[Start of EXTRACT]

Citizenship Judge Rochelle Ivri is no stranger to awards.

With an impressive list of honours already, including the Law Society of Ontario’s Lincoln Alexander Award, Ivri last week added the Community Impact title at Niagara’s Women in Business Awards

“I was very impressed with the level of excellence that I saw in everyone who had been nominated, in every category, not just my own,” Ivri, 48, said of the awards sponsored by the Greater Niagara Chamber of Commerce. 

With so many great women up for an award, the Niagara-on-the-Lake resident said she was honoured to be acknowledged. 

“I was pleasantly surprised and I was shocked. It was affirming for me given all the work I do both locally and provincially and federally,” she said. 

In announcing her award, the chamber noted, “Her role as a citizenship judge is pivotal both in conferring citizenship to our newest Canadians and conducting vital community outreach to encourage active citizenship and civic engagement.”

Ivri holds an honours degree in criminology, is a professor in the paralegal program at Mohawk College and is an adjunct professor at Queen’s University Law School.

At work, she is one of only nine citizenship judges in the country.

“This past August, I swore in my 100,000th new Canadian, which was a great milestone. I’m very proud of that,” she said. 

As to why Ivri she was nominated, her work in NOTL comes to mind, she said.

Her husband Eldean works in finance and wealth management and the work the two do in the community “really sustains us,” she said.

In Niagara-on-the-Lake, Ivri has served on the boards of the NOTL Public Library and Bravo! Niagara. Ivri’s husband Eldean works in finance in town as a wealth manager.

Growing up in North York, Ivri was always told that giving time and giving back is of utmost importance.

[End of EXTRACT]
[Start of EXTRACTED INFORMATION]

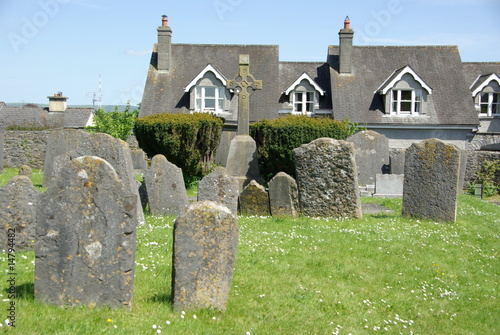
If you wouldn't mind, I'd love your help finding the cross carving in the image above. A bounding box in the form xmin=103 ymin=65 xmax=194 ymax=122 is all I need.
xmin=226 ymin=55 xmax=262 ymax=135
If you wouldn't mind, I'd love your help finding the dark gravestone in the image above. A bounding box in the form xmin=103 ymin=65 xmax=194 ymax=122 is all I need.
xmin=347 ymin=130 xmax=389 ymax=185
xmin=144 ymin=155 xmax=188 ymax=216
xmin=198 ymin=166 xmax=239 ymax=215
xmin=402 ymin=139 xmax=460 ymax=221
xmin=0 ymin=176 xmax=40 ymax=251
xmin=35 ymin=156 xmax=137 ymax=308
xmin=172 ymin=201 xmax=239 ymax=310
xmin=269 ymin=172 xmax=299 ymax=216
xmin=294 ymin=138 xmax=362 ymax=218
xmin=240 ymin=180 xmax=270 ymax=216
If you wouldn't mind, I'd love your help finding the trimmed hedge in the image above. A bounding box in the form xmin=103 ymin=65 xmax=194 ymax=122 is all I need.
xmin=250 ymin=115 xmax=361 ymax=182
xmin=134 ymin=113 xmax=223 ymax=184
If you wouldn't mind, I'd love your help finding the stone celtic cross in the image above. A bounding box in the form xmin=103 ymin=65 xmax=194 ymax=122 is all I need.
xmin=227 ymin=55 xmax=262 ymax=135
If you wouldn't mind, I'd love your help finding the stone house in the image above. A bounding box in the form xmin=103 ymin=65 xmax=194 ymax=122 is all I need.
xmin=139 ymin=17 xmax=500 ymax=164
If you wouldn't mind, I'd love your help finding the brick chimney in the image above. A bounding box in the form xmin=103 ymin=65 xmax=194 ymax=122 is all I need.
xmin=339 ymin=16 xmax=354 ymax=74
xmin=47 ymin=92 xmax=68 ymax=112
xmin=157 ymin=15 xmax=172 ymax=71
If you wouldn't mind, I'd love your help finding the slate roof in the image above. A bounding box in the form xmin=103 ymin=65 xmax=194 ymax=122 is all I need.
xmin=328 ymin=46 xmax=479 ymax=126
xmin=0 ymin=105 xmax=92 ymax=129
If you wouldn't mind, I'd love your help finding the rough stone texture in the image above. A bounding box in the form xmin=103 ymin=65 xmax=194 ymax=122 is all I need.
xmin=294 ymin=138 xmax=362 ymax=217
xmin=144 ymin=155 xmax=188 ymax=216
xmin=35 ymin=156 xmax=137 ymax=308
xmin=347 ymin=130 xmax=390 ymax=185
xmin=172 ymin=201 xmax=239 ymax=310
xmin=43 ymin=129 xmax=144 ymax=224
xmin=402 ymin=139 xmax=460 ymax=221
xmin=269 ymin=172 xmax=299 ymax=216
xmin=198 ymin=166 xmax=239 ymax=215
xmin=18 ymin=165 xmax=33 ymax=179
xmin=240 ymin=180 xmax=270 ymax=216
xmin=0 ymin=176 xmax=40 ymax=251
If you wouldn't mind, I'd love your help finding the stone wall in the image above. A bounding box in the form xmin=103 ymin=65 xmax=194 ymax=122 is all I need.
xmin=3 ymin=130 xmax=50 ymax=169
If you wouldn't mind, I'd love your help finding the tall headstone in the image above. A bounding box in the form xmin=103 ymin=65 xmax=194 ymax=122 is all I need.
xmin=402 ymin=138 xmax=460 ymax=221
xmin=226 ymin=55 xmax=262 ymax=191
xmin=294 ymin=138 xmax=362 ymax=218
xmin=172 ymin=201 xmax=239 ymax=310
xmin=198 ymin=166 xmax=239 ymax=215
xmin=43 ymin=129 xmax=144 ymax=224
xmin=347 ymin=130 xmax=390 ymax=185
xmin=144 ymin=155 xmax=188 ymax=216
xmin=269 ymin=172 xmax=299 ymax=217
xmin=240 ymin=180 xmax=270 ymax=216
xmin=35 ymin=156 xmax=137 ymax=308
xmin=0 ymin=176 xmax=40 ymax=251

[End of EXTRACTED INFORMATION]

- [CHALLENGE A]: In the article about Rochelle Ivri, what award did she win at Niagara's Women in Business Awards?
- [CHALLENGE B]: Retype the passage of the article about Rochelle Ivri between "In Niagara-on-the-Lake, Ivri" and "a wealth manager.", inclusive.
- [CHALLENGE C]: Write the next few sentences of the article about Rochelle Ivri, picking up after its final sentence.

- [EXERCISE ANSWER A]: The Community Impact title.

- [EXERCISE ANSWER B]:
In Niagara-on-the-Lake, Ivri has served on the boards of the NOTL Public Library and Bravo! Niagara. Ivri’s husband Eldean works in finance in town as a wealth manager.

- [EXERCISE ANSWER C]:
“As we’ve been raising our children and as we’ve grown into our careers, it’s been really important to give back, in whatever capacity we are able to,” Ivri said. 

With an impressive array of awards under her belt, Ivri emphasized that her work is never done with recognition in mind. 

“The way that I was raised is that you are never doing the things you do for accolades. You are doing the things you do because you have a personal responsibility to do them,” she said. 

“It was never an expectation and it’s still not an expectation, so when I do get recognized it’s just so fulfilling and really humbling as well.”

At home, Ivri is passing that community spirit onto her three children, Michaiah, Ezekiel and Zachariah.

“We’re at a stage in our lives where we’re pouring into our kids and I enjoy seeing them thrive and come into their own as well,” she said.

Ivri’s daughter Michaiah is a past-chair of Niagara-on-the-Lake Youth Council as well as president of the Leos club, where Ezekiel was also on the executive.

“I’m just really proud that they, too, are taking on their own way of being responsible for their community,” Ivri said.